■ What you need to do
Pull out every line of the records below that contains the string "marker", and copy each one unchanged. Case counts when matching.

■ Data shown
════════════════════
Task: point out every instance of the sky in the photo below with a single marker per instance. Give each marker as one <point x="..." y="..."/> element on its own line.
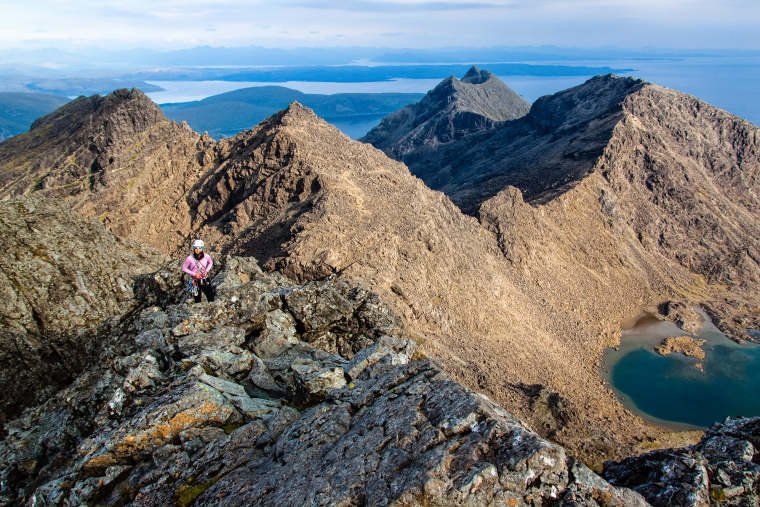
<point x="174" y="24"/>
════════════════════
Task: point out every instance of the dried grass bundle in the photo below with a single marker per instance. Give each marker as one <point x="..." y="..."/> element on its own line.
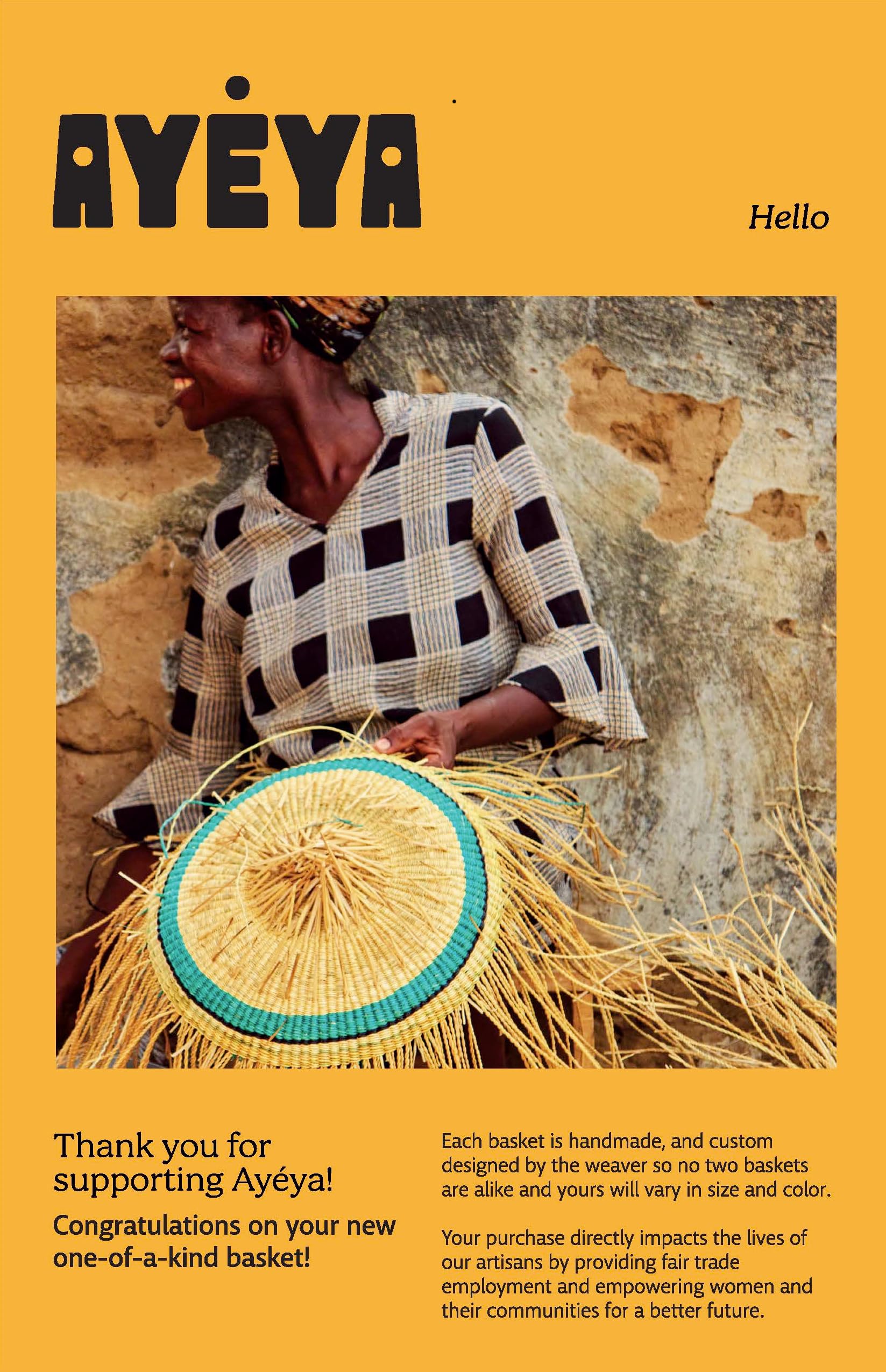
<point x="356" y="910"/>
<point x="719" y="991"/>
════════════════════
■ Task result
Task: point out every instance of the sky in the photo below with a single marker per instance. Give each marker as one <point x="..." y="..."/> element on its own line.
Task: point out every instance of the dried grass bundle in the photo below with a single marker per instance. Give each marker as one <point x="..." y="..."/> element on its own line.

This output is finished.